Exercise details -
Shift the answer coordinates by adding 62 to each one, and write out only the stretch from the start of the entries through the line containing "384 264 L 384", requests included.

Region outline entries:
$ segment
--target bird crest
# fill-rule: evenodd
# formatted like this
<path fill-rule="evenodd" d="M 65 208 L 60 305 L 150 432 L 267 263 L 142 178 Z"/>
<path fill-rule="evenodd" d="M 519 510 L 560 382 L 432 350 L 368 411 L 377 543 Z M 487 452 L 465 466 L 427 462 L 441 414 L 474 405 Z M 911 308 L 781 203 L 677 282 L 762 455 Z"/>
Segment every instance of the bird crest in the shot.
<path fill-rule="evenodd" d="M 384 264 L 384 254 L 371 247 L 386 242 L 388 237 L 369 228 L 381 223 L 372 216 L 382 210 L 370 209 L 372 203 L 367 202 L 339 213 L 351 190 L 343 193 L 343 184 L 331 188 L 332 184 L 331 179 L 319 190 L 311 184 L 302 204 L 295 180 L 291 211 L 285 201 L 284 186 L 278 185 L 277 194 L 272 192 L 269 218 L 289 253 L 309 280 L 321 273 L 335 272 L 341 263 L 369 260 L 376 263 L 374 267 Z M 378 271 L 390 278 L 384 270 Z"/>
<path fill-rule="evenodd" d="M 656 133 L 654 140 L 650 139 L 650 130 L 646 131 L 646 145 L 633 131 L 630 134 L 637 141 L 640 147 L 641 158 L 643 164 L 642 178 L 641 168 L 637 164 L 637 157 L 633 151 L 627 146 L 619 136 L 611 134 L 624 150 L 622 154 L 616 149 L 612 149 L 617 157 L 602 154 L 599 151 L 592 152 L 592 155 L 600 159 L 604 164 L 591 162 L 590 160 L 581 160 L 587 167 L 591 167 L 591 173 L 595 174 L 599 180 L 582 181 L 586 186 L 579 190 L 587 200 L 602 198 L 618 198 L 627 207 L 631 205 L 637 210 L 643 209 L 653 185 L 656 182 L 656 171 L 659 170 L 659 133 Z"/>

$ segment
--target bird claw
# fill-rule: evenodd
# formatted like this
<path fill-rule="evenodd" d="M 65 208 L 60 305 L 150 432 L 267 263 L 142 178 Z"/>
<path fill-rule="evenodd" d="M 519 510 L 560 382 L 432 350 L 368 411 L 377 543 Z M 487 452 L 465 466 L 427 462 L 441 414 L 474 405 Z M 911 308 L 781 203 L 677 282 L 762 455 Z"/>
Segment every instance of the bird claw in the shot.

Result below -
$ segment
--target bird crest
# fill-rule: evenodd
# formatted like this
<path fill-rule="evenodd" d="M 65 208 L 60 305 L 150 432 L 267 263 L 142 178 Z"/>
<path fill-rule="evenodd" d="M 519 510 L 560 382 L 432 350 L 368 411 L 377 543 Z M 487 452 L 465 466 L 427 462 L 441 414 L 474 405 Z M 911 308 L 781 203 L 677 282 L 762 455 Z"/>
Segment every instance of the bird crest in the shot.
<path fill-rule="evenodd" d="M 446 326 L 446 316 L 433 309 L 448 304 L 450 299 L 431 290 L 443 285 L 434 278 L 444 272 L 432 271 L 434 265 L 429 264 L 401 275 L 413 252 L 405 255 L 405 246 L 393 250 L 394 246 L 393 241 L 381 252 L 373 246 L 364 266 L 357 242 L 353 273 L 347 263 L 346 248 L 340 247 L 339 256 L 334 254 L 331 280 L 351 315 L 371 342 L 383 335 L 397 334 L 403 325 L 431 322 L 438 325 L 436 329 Z M 440 333 L 452 340 L 446 332 Z"/>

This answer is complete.